= PROBLEMS TO SOLVE =
• a. Copy the SigNoz write-up between "System Architecture" and "Zookeeper for coordination.", inclusive, swapping "Zookeeper" for "ClickHouse Keeper".
• b. Pick up the SigNoz write-up where it stops and write the next part.

--- PAGE TEXT ---

Production SigNoz on EKS: Cost-Optimized Observability with Tiered Storage and Auto-Instrumented APM

Introduction

The client — a SaaS company running multiple workloads on EKS — needed a self-hosted observability platform that could ingest metrics, traces, and logs from across their infrastructure without the per-seat or per-GB pricing of commercial vendors. They had outgrown basic CloudWatch dashboards and needed correlated telemetry with long-term retention.

I designed and delivered a production SigNoz deployment on their existing EKS cluster. The core challenge was balancing retention depth (months of telemetry data) against storage cost, while ensuring the ingestion pipeline could scale with bursty workloads — all without dedicated infrastructure team overhead.

System Architecture

The system consists of five primary layers:

Application Instrumentation — Zero-code OpenTelemetry auto-instrumentation injected into Python application pods via the OpenTelemetry Operator, emitting traces, spans, and runtime metrics without code changes.

Ingestion — OpenTelemetry Collectors running as scalable deployments, receiving telemetry from auto-instrumented application pods and scraping infrastructure targets (Karpenter, KEDA, ArgoCD, LiteLLM, Valkey).

Processing — ClickHouse as the primary TSDB for hot telemetry data, backed by Zookeeper for coordination.

Cold Storage — S3 with a multi-tier lifecycle policy that moves aging data from Standard → Standard-IA → Glacier IR → expiration.

Metadata — An encrypted PostgreSQL RDS instance storing SigNoz application state (dashboards, alerts, users), decoupled from ClickHouse.

The entire stack is defined in Terraform (infrastructure) and Helm (workloads), deployed via ArgoCD.

Application-Level Telemetry: Zero-Code APM

One of the most impactful decisions was leveraging the OpenTelemetry Operator for automatic instrumentation. Rather than requiring developers to add SDK calls throughout the codebase, I deployed the Operator with an Instrumentation custom resource that injects the Python auto-instrumentation agent at pod startup.

apiVersion: opentelemetry.io/v1alpha1
kind: Instrumentation
metadata:
  name: backend-otl
spec:
  exporter:
    endpoint: "http://signoz-otel-collector.signoz.svc:4317"
  propagators:
    - tracecontext
    - baggage
  sampler:
    type: parentbased_traceidratio
    argument: "1"
  python:
    image: ghcr.io/open-telemetry/opentelemetry-operator/autoinstrumentation-python:latest

Application pods opt in via a single annotation:

podAnnotations:
  instrumentation.opentelemetry.io/inject-python: "backend-otl"
env:
  - name: OTEL_SERVICE_NAME
    value: "backend"

--- PROVIDED DATA ---

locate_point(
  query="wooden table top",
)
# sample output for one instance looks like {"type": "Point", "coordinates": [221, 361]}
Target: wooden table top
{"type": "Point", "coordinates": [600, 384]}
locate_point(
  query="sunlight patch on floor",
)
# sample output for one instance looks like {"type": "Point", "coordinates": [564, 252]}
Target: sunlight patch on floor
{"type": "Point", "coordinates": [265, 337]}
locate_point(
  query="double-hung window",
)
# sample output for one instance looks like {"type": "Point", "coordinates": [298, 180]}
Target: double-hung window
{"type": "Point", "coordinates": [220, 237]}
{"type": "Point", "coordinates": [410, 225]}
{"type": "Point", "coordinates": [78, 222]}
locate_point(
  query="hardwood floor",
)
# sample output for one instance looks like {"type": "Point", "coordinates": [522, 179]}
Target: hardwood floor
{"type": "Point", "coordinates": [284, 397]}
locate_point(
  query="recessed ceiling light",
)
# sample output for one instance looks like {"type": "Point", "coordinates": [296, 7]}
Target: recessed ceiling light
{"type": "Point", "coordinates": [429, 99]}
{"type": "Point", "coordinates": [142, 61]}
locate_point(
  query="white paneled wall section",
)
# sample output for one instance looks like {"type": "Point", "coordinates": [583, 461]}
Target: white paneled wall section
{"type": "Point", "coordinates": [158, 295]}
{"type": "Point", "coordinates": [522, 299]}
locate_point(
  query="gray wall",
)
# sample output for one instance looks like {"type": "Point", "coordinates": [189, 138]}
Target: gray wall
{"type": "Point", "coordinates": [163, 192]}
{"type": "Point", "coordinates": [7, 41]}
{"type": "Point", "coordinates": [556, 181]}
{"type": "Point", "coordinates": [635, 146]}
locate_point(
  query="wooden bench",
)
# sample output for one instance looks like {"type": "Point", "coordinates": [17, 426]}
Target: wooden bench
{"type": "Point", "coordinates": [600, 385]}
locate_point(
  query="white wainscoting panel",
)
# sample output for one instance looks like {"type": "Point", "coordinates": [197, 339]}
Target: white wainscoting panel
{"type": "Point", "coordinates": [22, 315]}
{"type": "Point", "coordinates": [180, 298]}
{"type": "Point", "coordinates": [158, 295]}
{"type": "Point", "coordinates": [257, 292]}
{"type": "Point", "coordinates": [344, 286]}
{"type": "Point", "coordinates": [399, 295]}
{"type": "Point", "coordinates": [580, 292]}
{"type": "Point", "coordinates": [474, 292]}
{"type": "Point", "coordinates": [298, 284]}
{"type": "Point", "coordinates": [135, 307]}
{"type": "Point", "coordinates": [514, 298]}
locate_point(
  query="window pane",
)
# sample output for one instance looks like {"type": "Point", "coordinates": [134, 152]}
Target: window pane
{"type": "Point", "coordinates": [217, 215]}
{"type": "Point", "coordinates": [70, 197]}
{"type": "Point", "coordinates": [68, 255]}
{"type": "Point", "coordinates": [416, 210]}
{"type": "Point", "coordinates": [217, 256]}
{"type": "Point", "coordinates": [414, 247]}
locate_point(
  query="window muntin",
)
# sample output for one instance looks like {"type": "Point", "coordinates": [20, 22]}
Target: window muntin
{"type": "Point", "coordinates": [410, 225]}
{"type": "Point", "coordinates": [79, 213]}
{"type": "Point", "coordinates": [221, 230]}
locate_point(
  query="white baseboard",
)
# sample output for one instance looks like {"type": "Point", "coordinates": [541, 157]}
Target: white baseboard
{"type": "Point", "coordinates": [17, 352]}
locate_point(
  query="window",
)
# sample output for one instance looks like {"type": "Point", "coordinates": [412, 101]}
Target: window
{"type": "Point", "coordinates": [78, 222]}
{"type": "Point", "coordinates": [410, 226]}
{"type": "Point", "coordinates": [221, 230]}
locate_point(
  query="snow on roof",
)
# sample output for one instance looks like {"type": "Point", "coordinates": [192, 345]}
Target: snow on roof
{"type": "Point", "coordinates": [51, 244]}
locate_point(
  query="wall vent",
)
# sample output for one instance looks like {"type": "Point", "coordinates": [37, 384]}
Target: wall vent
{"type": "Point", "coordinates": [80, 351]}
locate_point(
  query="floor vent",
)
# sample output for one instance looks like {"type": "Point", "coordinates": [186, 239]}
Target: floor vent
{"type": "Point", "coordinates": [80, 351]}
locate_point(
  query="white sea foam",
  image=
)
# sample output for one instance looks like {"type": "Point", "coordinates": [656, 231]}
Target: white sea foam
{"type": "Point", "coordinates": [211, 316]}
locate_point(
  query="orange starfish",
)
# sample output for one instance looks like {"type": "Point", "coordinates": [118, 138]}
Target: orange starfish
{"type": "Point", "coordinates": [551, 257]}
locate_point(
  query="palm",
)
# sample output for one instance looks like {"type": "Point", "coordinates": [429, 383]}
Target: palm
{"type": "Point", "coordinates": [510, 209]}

---

= RESPONSES PER TASK =
• a.
System Architecture

The system consists of five primary layers:

Application Instrumentation — Zero-code OpenTelemetry auto-instrumentation injected into Python application pods via the OpenTelemetry Operator, emitting traces, spans, and runtime metrics without code changes.

Ingestion — OpenTelemetry Collectors running as scalable deployments, receiving telemetry from auto-instrumented application pods and scraping infrastructure targets (Karpenter, KEDA, ArgoCD, LiteLLM, Valkey).

Processing — ClickHouse as the primary TSDB for hot telemetry data, backed by ClickHouse Keeper for coordination.

• b.
  - name: OTEL_RESOURCE_ATTRIBUTES
    value: "service.namespace=backend,deployment.environment=prod"

This gives us full distributed tracing across the entire application stack — API handlers (Django/Gunicorn), Celery workers, Celery Beat schedulers, and Flower monitoring — without a single line of instrumentation code. Each component reports with a distinct OTEL_SERVICE_NAME, making service maps and dependency graphs immediately useful in SigNoz.

The OpenTelemetry Operator runs with two replicas and topology spread constraints across nodes, ensuring the webhook that mutates pods for injection remains available during node rotations.

What APM Data Flows

With the Python auto-instrumentation agent injected, the following telemetry is captured automatically:

Distributed traces — full request lifecycle across HTTP handlers, database queries (Django ORM → PostgreSQL), cache operations (Valkey/Redis), and inter-service calls
Span attributes — HTTP method, status code, URL path, database statement, queue name for Celery tasks
Runtime metrics — Python GC stats, thread counts, process memory
Celery task traces — each background job becomes a span with task name, queue, execution duration, and retry metadata
Exception tracking — unhandled exceptions are captured as span events with full stack traces

Because every service — API, backend, worker, beat, flower — reports to the same collector endpoint, SigNoz can reconstruct end-to-end traces that span an HTTP request hitting the API, dispatching a Celery task, the worker processing it, and any downstream calls. This is the kind of visibility that typically requires commercial APM tools costing $50k+/year at this scale.

The sampler is configured as parentbased_traceidratio, meaning the sampling decision propagates from the entry point. This ensures complete traces — you never get orphaned child spans from a partially-sampled request flow.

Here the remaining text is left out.